═══ Data listing ═══
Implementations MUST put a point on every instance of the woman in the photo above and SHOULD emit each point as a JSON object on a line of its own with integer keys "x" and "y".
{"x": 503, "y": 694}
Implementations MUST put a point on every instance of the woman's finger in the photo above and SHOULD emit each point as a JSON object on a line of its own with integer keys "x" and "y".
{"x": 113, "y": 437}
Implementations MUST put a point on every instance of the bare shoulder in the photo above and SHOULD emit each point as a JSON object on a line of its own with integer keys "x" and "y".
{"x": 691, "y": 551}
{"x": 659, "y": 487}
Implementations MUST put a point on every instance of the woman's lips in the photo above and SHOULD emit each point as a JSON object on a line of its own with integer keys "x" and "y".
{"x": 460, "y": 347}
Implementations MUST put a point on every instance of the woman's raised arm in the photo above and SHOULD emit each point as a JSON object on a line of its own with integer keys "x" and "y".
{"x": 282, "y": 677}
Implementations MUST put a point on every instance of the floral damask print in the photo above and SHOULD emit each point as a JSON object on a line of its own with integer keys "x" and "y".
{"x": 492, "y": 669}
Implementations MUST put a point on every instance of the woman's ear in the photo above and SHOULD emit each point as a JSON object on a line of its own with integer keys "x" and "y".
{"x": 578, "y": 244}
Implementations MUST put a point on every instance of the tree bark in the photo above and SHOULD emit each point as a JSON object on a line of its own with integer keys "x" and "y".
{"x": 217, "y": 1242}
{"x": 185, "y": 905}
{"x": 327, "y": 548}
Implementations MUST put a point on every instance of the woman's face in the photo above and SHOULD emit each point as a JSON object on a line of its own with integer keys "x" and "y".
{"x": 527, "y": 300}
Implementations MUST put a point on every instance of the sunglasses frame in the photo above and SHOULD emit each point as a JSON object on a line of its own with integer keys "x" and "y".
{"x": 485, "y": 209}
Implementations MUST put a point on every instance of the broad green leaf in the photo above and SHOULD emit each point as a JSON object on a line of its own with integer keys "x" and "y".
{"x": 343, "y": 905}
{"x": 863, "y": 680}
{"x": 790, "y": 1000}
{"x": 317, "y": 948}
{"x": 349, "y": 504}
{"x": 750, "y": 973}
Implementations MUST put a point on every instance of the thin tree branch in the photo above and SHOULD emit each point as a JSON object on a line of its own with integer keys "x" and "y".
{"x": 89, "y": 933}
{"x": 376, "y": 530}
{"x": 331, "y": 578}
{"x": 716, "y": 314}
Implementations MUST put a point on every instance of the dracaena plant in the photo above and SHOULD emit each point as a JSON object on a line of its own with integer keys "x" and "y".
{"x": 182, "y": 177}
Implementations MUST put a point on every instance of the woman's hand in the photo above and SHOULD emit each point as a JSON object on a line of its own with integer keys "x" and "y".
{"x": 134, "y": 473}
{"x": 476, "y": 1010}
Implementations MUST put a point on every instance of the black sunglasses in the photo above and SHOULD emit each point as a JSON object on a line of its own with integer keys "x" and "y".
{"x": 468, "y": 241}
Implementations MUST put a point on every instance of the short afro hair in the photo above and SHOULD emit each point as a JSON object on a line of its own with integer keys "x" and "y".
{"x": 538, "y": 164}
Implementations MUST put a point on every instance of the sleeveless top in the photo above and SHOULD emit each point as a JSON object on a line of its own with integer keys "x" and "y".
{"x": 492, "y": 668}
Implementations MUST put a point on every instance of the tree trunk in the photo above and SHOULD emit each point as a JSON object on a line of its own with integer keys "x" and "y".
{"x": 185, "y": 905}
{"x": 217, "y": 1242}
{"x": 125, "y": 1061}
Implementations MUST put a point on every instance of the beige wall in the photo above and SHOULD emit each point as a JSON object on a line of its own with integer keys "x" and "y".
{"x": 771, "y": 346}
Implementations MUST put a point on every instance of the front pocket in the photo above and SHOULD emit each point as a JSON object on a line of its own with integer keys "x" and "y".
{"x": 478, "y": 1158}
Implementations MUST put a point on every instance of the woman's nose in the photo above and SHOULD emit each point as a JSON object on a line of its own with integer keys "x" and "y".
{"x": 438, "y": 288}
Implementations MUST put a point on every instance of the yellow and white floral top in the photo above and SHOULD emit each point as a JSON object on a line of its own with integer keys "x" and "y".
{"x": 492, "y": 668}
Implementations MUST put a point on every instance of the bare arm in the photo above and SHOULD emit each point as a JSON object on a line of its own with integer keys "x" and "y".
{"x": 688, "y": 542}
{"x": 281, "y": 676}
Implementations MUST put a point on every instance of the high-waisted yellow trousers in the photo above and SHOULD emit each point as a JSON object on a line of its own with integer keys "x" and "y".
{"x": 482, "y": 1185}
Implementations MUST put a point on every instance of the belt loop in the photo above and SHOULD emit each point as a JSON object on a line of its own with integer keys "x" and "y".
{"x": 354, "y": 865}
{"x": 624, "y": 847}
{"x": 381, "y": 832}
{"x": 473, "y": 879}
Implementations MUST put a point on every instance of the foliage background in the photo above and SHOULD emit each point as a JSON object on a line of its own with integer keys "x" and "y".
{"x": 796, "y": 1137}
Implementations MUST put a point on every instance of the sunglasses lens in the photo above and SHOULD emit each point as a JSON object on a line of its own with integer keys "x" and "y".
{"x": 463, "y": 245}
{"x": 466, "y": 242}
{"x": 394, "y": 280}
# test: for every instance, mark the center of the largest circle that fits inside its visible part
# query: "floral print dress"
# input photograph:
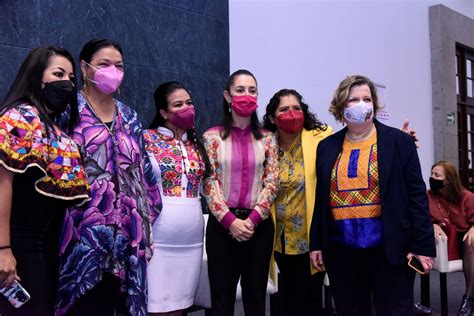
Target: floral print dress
(112, 233)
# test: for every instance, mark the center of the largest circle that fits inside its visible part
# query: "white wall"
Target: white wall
(311, 46)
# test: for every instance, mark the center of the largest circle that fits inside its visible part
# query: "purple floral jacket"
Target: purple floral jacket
(112, 232)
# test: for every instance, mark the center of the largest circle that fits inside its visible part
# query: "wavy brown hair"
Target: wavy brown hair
(342, 93)
(454, 187)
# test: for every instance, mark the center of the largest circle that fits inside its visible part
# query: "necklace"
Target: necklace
(113, 128)
(439, 207)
═══
_Directions for this task_
State the number of lines in the data that include the string "query", and add nothing else.

_Response_
5